# Study material
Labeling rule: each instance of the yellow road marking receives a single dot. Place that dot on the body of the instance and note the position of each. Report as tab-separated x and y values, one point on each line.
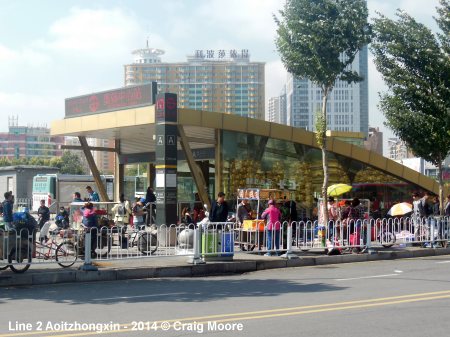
251	315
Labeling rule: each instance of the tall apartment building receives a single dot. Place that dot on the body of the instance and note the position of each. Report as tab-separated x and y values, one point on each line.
374	141
213	80
28	141
276	111
398	149
348	104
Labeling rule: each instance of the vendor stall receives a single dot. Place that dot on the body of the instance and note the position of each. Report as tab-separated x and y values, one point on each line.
250	233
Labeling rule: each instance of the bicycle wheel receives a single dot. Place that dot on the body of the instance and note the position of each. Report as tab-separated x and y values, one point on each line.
16	263
147	243
66	254
104	245
3	265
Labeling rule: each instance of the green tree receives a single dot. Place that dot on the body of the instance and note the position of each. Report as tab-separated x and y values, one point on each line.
318	40
415	64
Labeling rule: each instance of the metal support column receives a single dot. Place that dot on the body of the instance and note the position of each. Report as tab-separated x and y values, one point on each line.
195	170
119	173
94	169
218	163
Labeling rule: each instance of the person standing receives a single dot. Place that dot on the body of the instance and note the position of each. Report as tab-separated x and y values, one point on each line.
219	209
447	206
122	212
77	197
91	222
138	214
273	227
292	206
93	196
7	210
243	211
150	195
43	213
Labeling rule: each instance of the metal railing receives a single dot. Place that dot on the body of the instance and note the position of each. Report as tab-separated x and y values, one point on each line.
22	247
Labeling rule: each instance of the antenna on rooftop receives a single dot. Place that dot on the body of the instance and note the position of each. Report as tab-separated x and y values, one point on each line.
13	121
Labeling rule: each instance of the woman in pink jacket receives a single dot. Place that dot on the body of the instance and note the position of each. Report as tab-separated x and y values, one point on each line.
273	227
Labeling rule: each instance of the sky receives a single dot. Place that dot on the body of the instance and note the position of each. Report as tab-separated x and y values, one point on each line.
51	50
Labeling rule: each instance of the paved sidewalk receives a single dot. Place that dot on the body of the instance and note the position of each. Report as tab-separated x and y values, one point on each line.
177	266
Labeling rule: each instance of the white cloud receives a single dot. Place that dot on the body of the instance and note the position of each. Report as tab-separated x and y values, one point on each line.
250	19
92	31
32	109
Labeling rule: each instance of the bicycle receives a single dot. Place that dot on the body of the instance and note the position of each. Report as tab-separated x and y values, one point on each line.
65	252
146	241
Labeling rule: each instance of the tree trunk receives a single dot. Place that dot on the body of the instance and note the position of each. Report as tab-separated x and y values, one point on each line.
441	189
324	157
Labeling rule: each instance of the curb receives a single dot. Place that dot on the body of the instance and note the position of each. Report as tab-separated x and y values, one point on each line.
208	269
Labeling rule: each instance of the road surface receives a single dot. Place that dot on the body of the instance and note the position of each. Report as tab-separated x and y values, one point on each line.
408	297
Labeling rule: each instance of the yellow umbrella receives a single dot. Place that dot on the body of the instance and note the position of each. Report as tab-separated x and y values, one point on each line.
400	209
338	189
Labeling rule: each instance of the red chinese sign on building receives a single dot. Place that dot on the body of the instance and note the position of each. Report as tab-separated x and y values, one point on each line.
124	98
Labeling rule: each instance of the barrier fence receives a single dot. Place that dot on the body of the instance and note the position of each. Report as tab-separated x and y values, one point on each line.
21	247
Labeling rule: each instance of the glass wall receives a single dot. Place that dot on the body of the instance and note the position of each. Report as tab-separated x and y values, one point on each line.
259	162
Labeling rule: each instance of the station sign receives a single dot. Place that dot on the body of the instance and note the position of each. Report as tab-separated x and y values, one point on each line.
112	100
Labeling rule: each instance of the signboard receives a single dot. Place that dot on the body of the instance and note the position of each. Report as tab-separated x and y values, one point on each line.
166	158
222	54
262	194
123	98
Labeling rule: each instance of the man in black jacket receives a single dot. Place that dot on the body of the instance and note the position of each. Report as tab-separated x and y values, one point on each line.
219	209
44	214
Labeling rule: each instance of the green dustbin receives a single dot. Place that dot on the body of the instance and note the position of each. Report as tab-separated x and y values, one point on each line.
210	243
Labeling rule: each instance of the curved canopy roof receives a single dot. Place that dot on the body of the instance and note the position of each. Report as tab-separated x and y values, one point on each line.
135	128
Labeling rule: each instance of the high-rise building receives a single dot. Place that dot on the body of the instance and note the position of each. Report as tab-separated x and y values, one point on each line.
374	141
348	104
29	141
276	111
398	149
213	80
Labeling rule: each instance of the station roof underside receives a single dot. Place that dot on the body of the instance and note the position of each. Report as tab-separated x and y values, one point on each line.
135	128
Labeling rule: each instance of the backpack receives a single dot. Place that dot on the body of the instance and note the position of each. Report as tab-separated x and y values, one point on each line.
284	213
121	210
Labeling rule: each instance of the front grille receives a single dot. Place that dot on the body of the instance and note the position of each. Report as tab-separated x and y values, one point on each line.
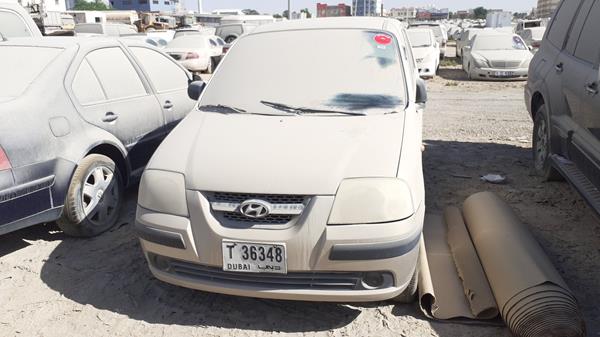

# Work instructions
Keep every word of the data as it is when you write it out, but drop the pictures.

# Solution to the problem
Labeling rule: each instance of the yellow road marking receives a single dot. Place that dot on the body of the instance and note the position of each. Report as tab-separated x and y values, one point on each line.
251	315
Labeling rule: each instance of the tall apartment building receives a single dot. Place that dot on the body of the instance and note the position of each. Report as tab-separated x and y values, one point on each line.
374	141
213	80
28	141
276	111
398	149
348	104
Labeling rule: each instance of the vendor stall receives a single dot. Place that dot on the body of the instance and note the position of each. Report as tab-separated x and y values, one point on each line.
250	233
Labeling rule: each instance of the bicycle wheel receives a single dot. Place that dot on the body of the instance and note the position of each. Report as tab-separated x and y values, one point on each line.
16	263
147	243
66	254
104	245
3	265
Labeling rule: each instance of the green tree receives a single dot. Place that dot on the body of the instance and note the position of each. Report as tab-separated x and y values, one point on each line.
318	40
415	64
Labeling rule: each instance of the metal support column receives a single dot. Place that dot on the body of the instance and note the position of each. Report as tab-separated x and y values, one point on each line.
195	170
119	173
94	169
218	163
Labeling rule: each instance of the person standing receives a single dot. Place that dot on the body of the instance and note the position of each. Report as tab-separated x and y values, one point on each line.
219	209
447	206
122	212
77	197
91	222
138	214
273	227
292	206
93	196
7	210
243	211
150	195
43	213
Labeling rule: each instance of the metal railing receives a single dot. Place that dot on the body of the instance and note the position of each. Report as tab-separated x and y values, one point on each line.
22	247
Labeling rule: each instance of the antenna on rooftop receives a single dot. Place that dot on the body of the instance and note the position of each. Report as tab-separated x and y values, one point on each line.
13	121
Labeling rule: each instance of the woman in pink jacket receives a single dot. Place that dot on the body of the instance and note the position of each. Report as tab-separated x and y values, one point on each line.
273	227
Labeling rule: each instance of the sky receives a single dot. Place that dot on the body of the instance and note the position of each. Report as tab-separated x and y values, one point on each line.
51	50
Labeling rule: each instance of the paved sidewalk receives a single dot. Place that dot on the body of the instance and note the position of each. Report as tab-separated x and y values, one point on each line.
177	266
Labeling rule: each instance of the white cloud receives a single dot. Place that dot on the body of the instance and note the position of each. Report as tab-separated x and y values, one point on each line.
250	19
92	31
32	109
Labeling rule: each instance of the bicycle receives a single dot. Place that dot on the body of the instance and note the position of each. Report as tab-separated x and y values, one point on each line.
65	252
146	241
Labeling rule: each instance of the tree trunk receives a single dot. Place that dot on the body of the instance and note the position of each. Report as tab-separated x and y values, one point on each line.
441	189
324	157
Labeling rule: each instance of the curb receives a single dot. Place that dot on the body of the instance and note the position of each. Report as tab-separated x and y values, one point on each line.
208	269
Labeling rule: each instance of the road surface receives a single dot. Place that dot on the body of the instance and note the position of each. Report as tab-separated x and y values, one point on each line.
408	297
Labeling rule: each instance of the yellow umbrella receives a single dot. Place that dot on the body of the instance and note the position of each. Report as tab-separated x and y values, one point on each line.
400	209
338	189
Labeling rule: each instance of the red chinese sign on building receives a single dot. Place that dot on the body of the instance and note the position of each. Report as tab-separated x and y values, one point on each line.
124	98
Labeling rule: each instance of the barrier fence receives a single dot. Place that dot on the body of the instance and note the position of each. Report as tab-separated x and y values, one point on each line.
21	247
Labeling rule: each instance of the glass wall receives a single dot. Place that dot on the body of the instance and note the position of each. Report as tab-separated x and y values, one point on each line.
259	162
Labeling rule: each instance of the station sign receives a single dot. Place that dot on the body of the instance and note the position of each. Report as tab-separated x and y values, one point on each line.
112	100
Labeling rule: each instance of the signboard receives a single dot. Place that dot on the body of the instance and note the position of each. Report as tab-separated x and y values, one point on each line.
166	158
222	54
262	194
123	98
Labeling rule: each instance of the man in black jacket receives a single dot. Place that dot on the body of the instance and note the position of each. Report as tab-separated x and y values, one point on each line.
219	209
44	214
Labeling rule: each instance of the green dustbin receives a single dot. Place that dot on the body of the instance and note the position of each. Report as tab-separated x and y values, one point on each line.
210	243
Labeling rule: each instance of the curved canopy roof receives a single dot. Place that dot on the body of the instance and note the position of each. Report as tab-separated x and y values, one point on each line.
135	128
Labeling rule: each instance of the high-rise building receives a single dot. Place that dot on the body of the instance and note the position of each. Report as tab-separated x and y values, one point on each line.
374	141
348	104
29	141
276	111
398	149
213	80
Labeling rule: each instance of the station roof underside receives a single dot. Place that dot on the body of the instance and note the position of each. Report as tab-separated x and y values, one point on each line.
135	128
Labeling rule: each instance of the backpack receives a single dot. Place that dot on the body of the instance and note the position of each. Report as tab-separated x and y values, one point on each line.
284	213
121	210
Labeling rule: each instance of the front grille receives a single dot. Place that dot on the body of the instance and note the position of each. Report as tab-separated x and y values, one point on each line.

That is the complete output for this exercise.